[DATA]

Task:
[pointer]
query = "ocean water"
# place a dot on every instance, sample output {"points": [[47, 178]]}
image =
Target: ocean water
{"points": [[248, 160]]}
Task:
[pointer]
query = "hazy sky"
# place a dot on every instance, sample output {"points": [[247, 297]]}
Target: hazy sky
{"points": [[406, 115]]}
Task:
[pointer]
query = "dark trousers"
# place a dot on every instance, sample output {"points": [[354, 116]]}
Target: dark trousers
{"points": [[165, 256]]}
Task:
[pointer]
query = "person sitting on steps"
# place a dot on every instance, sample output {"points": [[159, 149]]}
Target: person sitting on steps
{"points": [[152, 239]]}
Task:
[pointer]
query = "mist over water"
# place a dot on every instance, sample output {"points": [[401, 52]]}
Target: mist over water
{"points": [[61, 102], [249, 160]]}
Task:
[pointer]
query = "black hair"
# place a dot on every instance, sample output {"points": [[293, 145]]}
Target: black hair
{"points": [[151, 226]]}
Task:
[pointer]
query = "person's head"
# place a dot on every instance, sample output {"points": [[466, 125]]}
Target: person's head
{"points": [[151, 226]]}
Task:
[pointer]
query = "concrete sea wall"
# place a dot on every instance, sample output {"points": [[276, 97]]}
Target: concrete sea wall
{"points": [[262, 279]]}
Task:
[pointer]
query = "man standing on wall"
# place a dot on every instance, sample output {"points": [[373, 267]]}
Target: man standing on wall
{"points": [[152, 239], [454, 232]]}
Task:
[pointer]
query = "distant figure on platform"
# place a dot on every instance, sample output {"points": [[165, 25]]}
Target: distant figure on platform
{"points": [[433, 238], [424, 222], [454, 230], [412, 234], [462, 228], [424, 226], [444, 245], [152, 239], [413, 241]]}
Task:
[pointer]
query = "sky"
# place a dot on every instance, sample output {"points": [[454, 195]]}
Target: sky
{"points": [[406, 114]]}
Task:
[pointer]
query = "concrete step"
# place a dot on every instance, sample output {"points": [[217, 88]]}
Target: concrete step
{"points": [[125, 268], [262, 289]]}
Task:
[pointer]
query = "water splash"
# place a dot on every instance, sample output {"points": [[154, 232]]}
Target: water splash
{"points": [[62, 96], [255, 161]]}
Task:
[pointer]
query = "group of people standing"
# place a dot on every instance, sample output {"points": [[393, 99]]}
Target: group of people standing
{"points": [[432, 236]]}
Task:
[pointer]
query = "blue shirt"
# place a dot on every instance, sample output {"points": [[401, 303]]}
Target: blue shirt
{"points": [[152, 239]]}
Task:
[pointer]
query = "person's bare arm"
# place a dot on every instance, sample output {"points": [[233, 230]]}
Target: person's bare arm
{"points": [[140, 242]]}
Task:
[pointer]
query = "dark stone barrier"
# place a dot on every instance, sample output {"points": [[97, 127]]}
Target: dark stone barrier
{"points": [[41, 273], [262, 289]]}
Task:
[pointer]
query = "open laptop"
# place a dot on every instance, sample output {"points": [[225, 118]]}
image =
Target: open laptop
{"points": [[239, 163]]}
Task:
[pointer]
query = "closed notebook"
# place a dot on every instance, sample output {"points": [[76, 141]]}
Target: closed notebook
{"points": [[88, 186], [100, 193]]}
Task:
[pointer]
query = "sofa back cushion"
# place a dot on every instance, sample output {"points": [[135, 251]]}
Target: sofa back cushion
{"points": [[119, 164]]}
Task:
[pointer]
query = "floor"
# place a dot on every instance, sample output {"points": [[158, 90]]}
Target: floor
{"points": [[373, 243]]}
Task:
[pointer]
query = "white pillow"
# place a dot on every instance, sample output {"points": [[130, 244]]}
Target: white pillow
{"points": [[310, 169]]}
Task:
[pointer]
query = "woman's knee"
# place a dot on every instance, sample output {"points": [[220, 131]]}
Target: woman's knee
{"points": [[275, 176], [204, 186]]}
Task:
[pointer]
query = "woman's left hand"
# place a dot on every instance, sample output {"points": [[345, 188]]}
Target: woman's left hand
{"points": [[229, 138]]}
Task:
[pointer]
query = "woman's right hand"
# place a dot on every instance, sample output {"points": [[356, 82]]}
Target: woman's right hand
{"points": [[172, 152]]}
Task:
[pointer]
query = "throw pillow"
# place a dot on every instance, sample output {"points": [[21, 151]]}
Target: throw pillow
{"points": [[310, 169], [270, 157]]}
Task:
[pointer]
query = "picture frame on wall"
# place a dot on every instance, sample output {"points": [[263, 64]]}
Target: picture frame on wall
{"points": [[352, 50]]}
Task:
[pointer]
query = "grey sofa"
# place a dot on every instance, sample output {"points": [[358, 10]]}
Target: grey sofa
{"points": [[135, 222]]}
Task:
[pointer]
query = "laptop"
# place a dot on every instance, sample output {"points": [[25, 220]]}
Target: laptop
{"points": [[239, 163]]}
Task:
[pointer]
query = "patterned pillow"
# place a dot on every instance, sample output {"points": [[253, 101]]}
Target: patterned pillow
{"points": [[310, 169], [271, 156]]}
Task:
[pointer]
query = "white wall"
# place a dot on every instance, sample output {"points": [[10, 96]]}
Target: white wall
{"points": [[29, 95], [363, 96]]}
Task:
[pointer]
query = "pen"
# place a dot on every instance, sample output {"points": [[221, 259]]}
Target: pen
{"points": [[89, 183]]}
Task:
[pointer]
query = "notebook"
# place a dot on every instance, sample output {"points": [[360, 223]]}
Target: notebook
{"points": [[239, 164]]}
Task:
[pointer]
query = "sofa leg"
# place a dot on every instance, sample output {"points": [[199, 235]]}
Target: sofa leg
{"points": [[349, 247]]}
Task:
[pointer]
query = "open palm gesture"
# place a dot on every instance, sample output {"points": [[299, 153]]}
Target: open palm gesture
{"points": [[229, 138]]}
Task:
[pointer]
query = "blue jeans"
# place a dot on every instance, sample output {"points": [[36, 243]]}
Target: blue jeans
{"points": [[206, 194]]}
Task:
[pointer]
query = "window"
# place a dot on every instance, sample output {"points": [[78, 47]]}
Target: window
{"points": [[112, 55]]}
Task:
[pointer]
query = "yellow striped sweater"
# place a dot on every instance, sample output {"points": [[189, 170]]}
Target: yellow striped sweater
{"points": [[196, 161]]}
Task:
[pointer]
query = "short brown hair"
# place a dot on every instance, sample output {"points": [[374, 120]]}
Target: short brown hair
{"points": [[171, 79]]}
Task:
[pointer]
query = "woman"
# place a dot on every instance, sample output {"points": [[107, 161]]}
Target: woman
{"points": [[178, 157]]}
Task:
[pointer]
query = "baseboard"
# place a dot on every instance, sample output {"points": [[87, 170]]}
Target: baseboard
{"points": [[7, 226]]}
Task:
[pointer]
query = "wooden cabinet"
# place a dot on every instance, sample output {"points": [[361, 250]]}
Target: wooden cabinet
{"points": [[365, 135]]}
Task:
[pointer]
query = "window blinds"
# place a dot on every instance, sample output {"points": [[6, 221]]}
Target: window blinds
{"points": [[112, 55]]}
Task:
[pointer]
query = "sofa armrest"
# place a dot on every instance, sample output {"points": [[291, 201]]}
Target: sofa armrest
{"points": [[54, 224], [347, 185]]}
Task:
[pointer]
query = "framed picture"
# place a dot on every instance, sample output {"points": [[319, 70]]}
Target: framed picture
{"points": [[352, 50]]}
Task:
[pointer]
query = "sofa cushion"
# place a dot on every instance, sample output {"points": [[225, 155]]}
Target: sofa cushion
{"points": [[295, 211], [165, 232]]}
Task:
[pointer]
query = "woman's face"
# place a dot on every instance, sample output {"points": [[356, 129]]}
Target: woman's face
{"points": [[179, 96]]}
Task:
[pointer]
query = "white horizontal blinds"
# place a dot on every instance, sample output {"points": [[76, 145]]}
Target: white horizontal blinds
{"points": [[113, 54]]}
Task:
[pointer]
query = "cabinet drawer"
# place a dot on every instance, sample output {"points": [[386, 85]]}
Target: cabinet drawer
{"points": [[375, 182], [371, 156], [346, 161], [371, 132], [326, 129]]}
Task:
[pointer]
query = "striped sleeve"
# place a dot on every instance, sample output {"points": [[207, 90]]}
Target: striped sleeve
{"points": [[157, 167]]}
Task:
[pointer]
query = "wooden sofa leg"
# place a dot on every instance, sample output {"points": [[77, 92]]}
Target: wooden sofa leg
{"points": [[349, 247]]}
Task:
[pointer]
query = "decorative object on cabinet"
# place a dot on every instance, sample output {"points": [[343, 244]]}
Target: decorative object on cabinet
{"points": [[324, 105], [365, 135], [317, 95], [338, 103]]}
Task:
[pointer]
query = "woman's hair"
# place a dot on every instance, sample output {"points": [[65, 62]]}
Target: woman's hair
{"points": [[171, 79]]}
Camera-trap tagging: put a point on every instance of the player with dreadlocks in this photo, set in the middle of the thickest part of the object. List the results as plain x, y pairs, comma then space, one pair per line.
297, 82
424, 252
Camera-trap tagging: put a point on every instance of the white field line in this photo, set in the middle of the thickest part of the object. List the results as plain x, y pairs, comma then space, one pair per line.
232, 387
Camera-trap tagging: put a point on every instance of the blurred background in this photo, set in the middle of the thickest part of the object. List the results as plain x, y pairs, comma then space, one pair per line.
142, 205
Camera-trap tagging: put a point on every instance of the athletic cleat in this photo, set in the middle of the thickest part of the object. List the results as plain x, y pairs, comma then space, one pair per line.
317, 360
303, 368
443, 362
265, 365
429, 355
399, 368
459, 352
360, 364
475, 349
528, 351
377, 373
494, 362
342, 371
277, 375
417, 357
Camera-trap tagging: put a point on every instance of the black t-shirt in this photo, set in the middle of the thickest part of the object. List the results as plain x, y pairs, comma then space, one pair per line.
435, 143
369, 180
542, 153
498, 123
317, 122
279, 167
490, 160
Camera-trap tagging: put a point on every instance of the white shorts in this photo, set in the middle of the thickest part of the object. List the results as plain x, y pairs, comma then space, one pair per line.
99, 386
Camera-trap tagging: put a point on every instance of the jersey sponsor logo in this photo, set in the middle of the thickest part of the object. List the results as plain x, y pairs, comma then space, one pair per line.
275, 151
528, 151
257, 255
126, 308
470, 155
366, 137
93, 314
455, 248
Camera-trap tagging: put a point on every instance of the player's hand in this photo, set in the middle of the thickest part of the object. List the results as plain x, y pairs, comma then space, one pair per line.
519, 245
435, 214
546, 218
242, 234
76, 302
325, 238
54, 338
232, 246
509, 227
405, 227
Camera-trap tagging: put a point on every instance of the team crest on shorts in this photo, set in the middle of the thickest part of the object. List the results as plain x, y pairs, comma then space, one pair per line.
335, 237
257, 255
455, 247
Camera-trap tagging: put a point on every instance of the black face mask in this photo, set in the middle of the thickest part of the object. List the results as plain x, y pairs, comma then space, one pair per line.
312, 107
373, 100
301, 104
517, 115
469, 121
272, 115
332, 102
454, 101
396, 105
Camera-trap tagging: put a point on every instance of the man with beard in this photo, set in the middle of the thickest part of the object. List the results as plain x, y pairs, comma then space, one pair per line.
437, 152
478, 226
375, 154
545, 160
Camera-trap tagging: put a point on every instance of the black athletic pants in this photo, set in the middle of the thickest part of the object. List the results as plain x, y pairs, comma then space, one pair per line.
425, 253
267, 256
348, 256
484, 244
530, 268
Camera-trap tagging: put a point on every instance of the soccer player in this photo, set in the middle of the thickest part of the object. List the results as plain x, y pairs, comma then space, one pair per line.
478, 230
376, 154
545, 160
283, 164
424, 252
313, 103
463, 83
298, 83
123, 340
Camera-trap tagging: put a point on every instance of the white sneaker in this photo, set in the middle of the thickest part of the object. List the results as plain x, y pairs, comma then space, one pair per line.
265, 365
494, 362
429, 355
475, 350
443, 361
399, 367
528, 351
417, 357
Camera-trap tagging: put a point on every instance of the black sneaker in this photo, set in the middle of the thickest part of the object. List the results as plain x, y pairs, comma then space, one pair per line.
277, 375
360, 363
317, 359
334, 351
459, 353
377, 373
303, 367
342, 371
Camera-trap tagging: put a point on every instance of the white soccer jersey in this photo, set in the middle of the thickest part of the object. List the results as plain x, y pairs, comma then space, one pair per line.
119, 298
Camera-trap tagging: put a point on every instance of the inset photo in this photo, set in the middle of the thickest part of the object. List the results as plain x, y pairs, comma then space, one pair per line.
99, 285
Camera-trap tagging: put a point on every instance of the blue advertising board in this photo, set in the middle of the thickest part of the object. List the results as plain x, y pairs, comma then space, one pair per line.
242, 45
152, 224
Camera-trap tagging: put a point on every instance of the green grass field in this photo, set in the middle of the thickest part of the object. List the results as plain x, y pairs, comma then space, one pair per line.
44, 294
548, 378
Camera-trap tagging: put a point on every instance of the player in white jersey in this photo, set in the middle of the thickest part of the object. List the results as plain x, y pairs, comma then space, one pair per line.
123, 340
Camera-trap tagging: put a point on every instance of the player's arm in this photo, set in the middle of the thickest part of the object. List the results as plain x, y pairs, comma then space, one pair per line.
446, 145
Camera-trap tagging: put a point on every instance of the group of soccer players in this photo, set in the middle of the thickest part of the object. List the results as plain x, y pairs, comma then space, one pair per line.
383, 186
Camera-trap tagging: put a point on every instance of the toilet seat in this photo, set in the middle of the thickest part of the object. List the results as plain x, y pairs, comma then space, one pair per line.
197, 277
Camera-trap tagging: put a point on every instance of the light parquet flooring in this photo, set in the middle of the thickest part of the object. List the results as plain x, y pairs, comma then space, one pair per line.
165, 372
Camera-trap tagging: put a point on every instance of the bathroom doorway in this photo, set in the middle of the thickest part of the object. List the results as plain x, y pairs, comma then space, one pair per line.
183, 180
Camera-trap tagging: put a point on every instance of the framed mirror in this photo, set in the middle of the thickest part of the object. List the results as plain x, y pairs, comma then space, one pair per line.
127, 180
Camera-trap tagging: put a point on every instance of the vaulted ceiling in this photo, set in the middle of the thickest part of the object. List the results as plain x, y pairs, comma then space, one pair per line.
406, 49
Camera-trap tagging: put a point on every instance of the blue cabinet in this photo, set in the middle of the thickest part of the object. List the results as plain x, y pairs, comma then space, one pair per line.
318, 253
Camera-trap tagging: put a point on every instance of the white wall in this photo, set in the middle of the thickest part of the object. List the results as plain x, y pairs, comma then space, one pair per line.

[WHAT IS NEEDED]
Turn the lines from the one containing "of the vaulted" through the end of the rows, inclusive, into a JSON list of strings with one string per line and blank lines omitted.

[SOLUTION TO THE EXERCISE]
[
  "Camera-trap tagging: put a point on every instance of the vaulted ceiling in this photo, set in the middle of the thickest part of the object. List the results as plain x, y pairs, comma then space, one pair per line.",
  "406, 49",
  "Camera-trap tagging: put a point on every instance of the blue cabinet in this photo, set in the middle of the thickest part of the object. List the results as plain x, y pairs, comma then space, one pair per line.",
  "318, 253",
  "Camera-trap tagging: put a point on every instance of the white wall in this photo, set in the middle of the thickest part of the object. List the results as plain x, y pairs, comma then space, one pair per line."
]